I don’t see any difference from any conversation between a typical wizard and his party there…

Yup !

So it’s in their genes? That sounds kinda racist. They might be different species but not so different that they cannot breed with humans. Remember, my kid was playing a half orc.

Orcs love their children as much as humans do, don’t they? Is it ok to slaughter orc babies?

Can green dragons raised in "good"environments become good?

Can a drow become a good ranger?

Two different playstyles. Certainly there’s the cartoonish/videogamish/Tolkienish approach of considering all creatures aligned by race. That can be fun, but is obviously not very applicable to the real world.

I once had a world in which ghuls (statwise orcs, but renamed for the world) were the sworn enemies of humans. After some years of nonaggression, a player really wanted to play a ghul cleric on a peace mission. She left her encampment to bring a message to the humans, a message of peace; but while she was gone, a human scouting party discovered her encampment and slaughtered the ghuls there.

-- Problem details --
Answer these questions about the discussion of orcs and alignment above:
(a) What kind of character was the writer's kid playing?
(b) Statwise, what were the ghuls in the writer's world?
(c) What happened to the ghul encampment while the cleric was away?

-- Input data --

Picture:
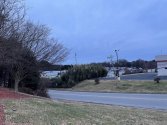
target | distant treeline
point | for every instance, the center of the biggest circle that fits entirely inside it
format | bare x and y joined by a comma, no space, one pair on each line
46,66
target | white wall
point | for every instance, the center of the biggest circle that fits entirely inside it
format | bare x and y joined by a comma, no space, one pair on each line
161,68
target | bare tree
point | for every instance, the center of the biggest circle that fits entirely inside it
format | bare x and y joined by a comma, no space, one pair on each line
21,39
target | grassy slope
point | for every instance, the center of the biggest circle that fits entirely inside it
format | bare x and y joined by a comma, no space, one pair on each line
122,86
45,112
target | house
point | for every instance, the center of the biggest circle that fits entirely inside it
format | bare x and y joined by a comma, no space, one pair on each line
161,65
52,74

--

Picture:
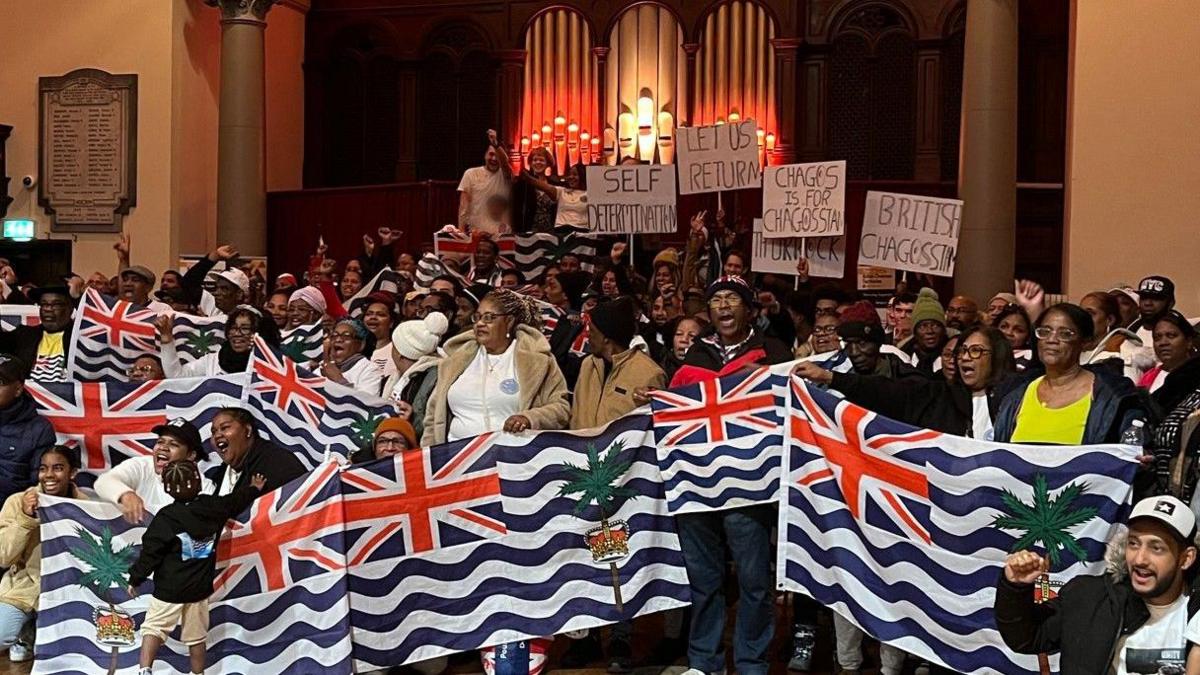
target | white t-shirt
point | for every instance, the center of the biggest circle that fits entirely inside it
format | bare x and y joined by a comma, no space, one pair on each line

-- Response to the exercise --
(a) A half orc.
(b) Orcs, renamed for that world.
(c) A human scouting party found it and slaughtered the ghuls there.